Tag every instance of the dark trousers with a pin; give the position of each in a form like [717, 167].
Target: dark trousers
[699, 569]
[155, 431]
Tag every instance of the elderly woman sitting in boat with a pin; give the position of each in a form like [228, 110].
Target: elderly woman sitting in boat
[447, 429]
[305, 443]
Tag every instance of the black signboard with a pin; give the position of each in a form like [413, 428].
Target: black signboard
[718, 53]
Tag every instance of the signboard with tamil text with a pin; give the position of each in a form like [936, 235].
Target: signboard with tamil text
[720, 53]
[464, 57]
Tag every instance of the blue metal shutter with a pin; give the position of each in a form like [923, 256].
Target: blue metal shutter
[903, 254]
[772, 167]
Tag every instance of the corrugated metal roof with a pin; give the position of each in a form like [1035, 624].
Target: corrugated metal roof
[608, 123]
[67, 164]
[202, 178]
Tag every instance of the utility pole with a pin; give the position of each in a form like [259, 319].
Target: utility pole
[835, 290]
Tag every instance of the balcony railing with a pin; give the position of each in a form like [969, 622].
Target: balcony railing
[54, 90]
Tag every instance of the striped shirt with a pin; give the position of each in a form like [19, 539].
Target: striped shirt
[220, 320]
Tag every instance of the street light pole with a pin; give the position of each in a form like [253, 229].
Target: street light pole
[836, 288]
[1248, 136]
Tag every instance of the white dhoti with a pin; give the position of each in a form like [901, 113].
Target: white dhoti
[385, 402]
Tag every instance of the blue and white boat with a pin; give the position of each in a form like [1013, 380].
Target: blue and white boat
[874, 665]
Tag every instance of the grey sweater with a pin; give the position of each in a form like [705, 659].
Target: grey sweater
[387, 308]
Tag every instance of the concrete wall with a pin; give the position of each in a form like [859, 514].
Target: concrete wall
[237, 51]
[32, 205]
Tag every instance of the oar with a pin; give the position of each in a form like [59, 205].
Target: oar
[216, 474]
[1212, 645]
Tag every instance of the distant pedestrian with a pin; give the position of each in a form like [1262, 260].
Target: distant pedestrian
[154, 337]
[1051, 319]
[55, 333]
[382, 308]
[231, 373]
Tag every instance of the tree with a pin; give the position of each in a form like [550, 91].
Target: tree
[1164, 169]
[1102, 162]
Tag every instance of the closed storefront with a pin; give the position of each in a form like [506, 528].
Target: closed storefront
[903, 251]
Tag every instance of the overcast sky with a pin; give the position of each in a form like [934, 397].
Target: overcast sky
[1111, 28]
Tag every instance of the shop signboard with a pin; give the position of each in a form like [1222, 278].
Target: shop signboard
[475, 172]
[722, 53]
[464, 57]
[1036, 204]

******************************

Short problem »
Take the listing above and write it out again exactly.

Result below »
Tag every instance of the dark trousers with a pin; give the position of each in a form like [717, 167].
Target: dark trousers
[699, 569]
[155, 431]
Tag every instance of the elderly woman sitting in boat with a pin; give the position of each in a form like [228, 110].
Target: elderly woman sitting in boat
[447, 429]
[305, 443]
Tag every instance of the black signboard with a pin; give the position of each in a form like [413, 428].
Target: black signboard
[718, 53]
Tag every instance of the signboard with tamil text with a pin; give the position of each in a form like [936, 235].
Target: signboard with tamil text
[720, 53]
[464, 57]
Tag every instance of the blue metal shutter with a pin; give the position of each in a form like [923, 256].
Target: blue metal shutter
[903, 254]
[772, 167]
Tag every instance of the corrugated metal roof with a pin; give the position of each in a form like [1035, 624].
Target: corrugated metal roof
[608, 123]
[67, 164]
[202, 178]
Tag every instance of the utility pole with a pin; give the position of each in a form like [259, 319].
Target: utility pole
[835, 290]
Tag every instance of the balcony railing with a pin; give the position of each in a form like [969, 622].
Target: balcony railing
[54, 90]
Tag every instance of the striped shirt with a pin; give the position of each in a form like [19, 539].
Target: striped shirt
[220, 320]
Tag every instance of the street light pole with a pin; give the position of each in a form like [253, 229].
Target: street light pole
[836, 288]
[1248, 136]
Tag every instance of the white dhoti with a pin; give the position of each in a form like [901, 113].
Target: white dhoti
[385, 402]
Tag every instance of the blue and white boat with a pin; give the position of each in a form like [1013, 380].
Target: blue and white boat
[874, 665]
Tag every instance of the grey sweater with a pin; give the position of each in a form like [705, 659].
Target: grey sweater
[387, 308]
Tag every instance of the concrete wall with a pin; give the position of each in a form like [859, 514].
Target: concrete wall
[237, 51]
[32, 205]
Tag every instance of the oar with a pin; give the position of each in a form like [59, 205].
Target: oar
[216, 474]
[1212, 645]
Tag every instance of the distant pedestrian with a pin; give the position of each in a form like [1262, 260].
Target: distant pedestrian
[154, 337]
[1051, 319]
[55, 333]
[382, 308]
[231, 373]
Tag every instance of the tree with a pin; give the position of each in a form like [550, 91].
Target: tree
[1164, 169]
[1102, 162]
Tag every instance of the closed storefront with a pin; give the position of each in a form like [506, 528].
Target: closed storefront
[903, 251]
Tag every instance of the overcast sky with a pin; give the position of each in a form like [934, 397].
Target: overcast sky
[1111, 28]
Tag every instance of the shop signboard with a pin; give the position of each in a form like [1222, 278].
Target: shop signboard
[475, 172]
[722, 53]
[464, 57]
[1036, 204]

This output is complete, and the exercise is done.